• Source data:

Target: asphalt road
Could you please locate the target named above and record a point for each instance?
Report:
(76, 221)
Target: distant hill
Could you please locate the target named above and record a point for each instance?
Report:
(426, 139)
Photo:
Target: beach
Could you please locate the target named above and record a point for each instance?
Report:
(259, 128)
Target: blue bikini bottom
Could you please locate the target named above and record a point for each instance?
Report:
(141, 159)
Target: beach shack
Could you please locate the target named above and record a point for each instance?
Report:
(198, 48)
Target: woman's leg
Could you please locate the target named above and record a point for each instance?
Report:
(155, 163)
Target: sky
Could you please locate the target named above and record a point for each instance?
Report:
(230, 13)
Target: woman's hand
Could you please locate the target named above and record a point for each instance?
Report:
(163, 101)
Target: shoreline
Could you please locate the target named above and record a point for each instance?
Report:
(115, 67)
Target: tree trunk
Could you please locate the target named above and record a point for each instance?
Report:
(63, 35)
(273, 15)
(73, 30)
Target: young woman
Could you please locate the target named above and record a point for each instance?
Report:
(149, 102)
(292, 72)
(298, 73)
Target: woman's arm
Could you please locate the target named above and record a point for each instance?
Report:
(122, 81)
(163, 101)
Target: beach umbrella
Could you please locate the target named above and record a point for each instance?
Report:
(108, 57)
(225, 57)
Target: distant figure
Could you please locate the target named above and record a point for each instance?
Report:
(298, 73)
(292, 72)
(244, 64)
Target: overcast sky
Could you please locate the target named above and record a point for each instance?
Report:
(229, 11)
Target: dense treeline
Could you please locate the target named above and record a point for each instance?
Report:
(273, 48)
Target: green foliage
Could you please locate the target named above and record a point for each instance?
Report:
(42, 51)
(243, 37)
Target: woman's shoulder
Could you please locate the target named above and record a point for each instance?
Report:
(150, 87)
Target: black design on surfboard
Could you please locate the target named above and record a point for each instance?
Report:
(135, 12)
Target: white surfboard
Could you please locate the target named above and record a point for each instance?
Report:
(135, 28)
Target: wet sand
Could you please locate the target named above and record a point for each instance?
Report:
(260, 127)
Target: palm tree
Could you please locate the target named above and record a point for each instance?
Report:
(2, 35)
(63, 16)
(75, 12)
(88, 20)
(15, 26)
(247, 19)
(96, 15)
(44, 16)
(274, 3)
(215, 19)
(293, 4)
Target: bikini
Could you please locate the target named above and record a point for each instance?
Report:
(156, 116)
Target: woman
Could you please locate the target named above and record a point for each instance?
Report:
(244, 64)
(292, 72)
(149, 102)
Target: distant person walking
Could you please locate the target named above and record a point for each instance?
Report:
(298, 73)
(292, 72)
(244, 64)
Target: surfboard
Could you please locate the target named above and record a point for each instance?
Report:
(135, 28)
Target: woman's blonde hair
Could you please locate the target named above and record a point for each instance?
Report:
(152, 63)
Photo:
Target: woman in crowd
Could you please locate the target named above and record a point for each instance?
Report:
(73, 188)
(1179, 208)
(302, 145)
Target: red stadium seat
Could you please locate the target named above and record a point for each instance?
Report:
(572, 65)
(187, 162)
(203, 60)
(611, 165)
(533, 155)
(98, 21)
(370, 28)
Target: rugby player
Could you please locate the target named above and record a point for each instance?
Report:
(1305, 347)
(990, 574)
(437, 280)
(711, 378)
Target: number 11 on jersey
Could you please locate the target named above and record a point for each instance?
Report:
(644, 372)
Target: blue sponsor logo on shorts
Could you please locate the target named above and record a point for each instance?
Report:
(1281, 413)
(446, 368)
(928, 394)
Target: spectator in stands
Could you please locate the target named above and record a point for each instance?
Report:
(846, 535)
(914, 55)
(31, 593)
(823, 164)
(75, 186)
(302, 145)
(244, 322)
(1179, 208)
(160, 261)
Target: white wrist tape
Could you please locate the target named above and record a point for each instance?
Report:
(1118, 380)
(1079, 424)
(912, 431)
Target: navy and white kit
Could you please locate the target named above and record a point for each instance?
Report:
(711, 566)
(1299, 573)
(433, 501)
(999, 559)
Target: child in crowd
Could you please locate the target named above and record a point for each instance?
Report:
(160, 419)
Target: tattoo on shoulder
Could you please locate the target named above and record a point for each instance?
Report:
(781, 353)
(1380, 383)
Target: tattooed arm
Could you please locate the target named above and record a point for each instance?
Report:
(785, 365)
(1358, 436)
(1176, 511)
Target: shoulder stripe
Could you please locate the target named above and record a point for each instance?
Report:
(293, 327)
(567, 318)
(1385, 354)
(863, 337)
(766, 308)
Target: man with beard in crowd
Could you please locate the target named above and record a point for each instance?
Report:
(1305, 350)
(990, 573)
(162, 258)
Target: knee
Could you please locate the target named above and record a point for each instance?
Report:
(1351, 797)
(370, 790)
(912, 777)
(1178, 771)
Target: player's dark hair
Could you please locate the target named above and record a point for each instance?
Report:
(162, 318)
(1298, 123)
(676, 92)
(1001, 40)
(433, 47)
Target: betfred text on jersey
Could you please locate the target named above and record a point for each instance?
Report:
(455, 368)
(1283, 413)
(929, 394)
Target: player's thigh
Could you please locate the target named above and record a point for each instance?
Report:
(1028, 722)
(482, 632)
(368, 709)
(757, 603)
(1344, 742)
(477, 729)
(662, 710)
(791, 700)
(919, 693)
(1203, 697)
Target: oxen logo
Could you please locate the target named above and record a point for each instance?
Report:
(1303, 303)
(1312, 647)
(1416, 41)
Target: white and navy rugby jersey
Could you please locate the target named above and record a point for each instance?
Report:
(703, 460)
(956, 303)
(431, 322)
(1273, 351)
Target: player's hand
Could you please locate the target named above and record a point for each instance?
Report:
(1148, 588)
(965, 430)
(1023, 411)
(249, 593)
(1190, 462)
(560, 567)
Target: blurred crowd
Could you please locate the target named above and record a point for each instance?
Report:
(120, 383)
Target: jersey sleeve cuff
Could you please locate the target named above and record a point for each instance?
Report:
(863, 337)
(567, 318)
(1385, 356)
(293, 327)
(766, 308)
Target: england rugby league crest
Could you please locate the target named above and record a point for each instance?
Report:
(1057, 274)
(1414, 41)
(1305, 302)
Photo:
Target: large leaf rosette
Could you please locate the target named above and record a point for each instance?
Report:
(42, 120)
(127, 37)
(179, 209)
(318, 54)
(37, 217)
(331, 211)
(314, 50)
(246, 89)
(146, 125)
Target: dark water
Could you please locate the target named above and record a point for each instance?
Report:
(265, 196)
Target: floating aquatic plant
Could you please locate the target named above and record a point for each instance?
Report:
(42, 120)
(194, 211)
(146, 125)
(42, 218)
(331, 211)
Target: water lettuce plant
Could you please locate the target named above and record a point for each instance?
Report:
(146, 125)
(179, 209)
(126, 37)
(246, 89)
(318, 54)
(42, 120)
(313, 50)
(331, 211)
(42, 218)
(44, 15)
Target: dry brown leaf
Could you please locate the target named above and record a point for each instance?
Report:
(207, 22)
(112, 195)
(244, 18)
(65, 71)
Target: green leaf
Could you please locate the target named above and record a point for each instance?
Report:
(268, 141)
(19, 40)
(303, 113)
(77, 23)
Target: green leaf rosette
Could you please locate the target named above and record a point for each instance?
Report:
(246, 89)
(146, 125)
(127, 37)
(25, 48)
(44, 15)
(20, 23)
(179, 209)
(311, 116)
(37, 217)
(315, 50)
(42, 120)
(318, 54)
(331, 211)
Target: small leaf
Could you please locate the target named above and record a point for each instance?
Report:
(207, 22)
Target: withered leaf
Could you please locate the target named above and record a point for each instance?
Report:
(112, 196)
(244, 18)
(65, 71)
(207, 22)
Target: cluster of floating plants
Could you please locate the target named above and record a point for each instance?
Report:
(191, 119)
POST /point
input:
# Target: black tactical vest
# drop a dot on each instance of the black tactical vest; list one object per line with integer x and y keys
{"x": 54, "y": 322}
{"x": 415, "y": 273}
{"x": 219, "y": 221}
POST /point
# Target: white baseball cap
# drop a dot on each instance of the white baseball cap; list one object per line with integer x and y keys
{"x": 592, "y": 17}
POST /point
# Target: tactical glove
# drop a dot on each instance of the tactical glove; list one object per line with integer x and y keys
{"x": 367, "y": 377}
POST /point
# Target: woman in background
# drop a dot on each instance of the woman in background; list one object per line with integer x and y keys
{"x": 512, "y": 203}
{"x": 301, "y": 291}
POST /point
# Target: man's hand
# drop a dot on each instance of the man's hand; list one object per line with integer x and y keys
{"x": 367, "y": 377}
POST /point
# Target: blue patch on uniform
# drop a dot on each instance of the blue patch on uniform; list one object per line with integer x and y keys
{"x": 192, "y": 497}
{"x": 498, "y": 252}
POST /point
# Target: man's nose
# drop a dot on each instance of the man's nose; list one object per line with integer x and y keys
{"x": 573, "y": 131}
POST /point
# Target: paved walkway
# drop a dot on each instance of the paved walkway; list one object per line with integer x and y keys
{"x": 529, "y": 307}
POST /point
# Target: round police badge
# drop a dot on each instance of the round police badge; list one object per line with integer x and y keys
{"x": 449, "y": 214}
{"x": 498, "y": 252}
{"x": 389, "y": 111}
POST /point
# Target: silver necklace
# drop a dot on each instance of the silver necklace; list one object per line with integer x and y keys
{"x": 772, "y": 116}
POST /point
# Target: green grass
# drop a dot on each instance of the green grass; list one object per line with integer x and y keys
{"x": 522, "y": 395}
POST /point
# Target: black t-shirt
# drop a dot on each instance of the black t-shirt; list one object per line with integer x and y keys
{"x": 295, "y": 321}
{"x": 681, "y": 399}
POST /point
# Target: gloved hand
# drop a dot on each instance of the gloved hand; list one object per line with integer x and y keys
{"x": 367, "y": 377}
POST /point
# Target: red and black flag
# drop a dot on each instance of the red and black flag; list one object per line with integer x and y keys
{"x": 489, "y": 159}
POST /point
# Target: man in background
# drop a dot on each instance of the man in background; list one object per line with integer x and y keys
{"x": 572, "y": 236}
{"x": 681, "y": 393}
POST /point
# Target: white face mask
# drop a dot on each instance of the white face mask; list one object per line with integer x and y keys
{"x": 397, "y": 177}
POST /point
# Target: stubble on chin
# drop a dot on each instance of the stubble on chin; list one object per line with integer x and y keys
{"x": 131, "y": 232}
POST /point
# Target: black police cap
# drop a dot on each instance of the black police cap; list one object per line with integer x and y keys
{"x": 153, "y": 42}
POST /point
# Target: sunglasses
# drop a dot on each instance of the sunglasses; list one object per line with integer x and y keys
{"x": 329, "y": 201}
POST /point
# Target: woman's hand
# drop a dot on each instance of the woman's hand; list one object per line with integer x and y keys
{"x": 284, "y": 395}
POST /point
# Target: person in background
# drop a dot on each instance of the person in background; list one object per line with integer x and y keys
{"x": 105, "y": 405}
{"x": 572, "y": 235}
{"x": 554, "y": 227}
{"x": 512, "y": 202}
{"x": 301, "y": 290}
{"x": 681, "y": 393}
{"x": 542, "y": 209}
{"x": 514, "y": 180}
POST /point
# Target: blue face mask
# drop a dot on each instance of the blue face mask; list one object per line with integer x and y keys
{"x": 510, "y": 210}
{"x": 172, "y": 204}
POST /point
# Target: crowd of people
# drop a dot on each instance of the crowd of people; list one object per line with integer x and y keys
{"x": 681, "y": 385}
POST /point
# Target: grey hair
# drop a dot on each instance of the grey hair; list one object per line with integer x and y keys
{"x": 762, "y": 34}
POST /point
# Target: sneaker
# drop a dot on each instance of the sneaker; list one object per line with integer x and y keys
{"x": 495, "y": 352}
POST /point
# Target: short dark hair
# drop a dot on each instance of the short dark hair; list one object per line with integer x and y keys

• YOUR TASK: Take the line that contains "# drop a dot on each instance of the grey" and every line after it to the end of the entries above, and reproduce them exactly.

• EXERCISE ANSWER:
# drop a dot on each instance of the grey hair; list one object per line with integer x and y keys
{"x": 762, "y": 34}
POST /point
# Target: sneaker
# drop a dot on each instance of the sneaker; list one object per line with integer x and y keys
{"x": 495, "y": 352}
POST /point
# Target: short dark hair
# drop a dot on each instance of the short dark hair; list one object per line with integer x and y keys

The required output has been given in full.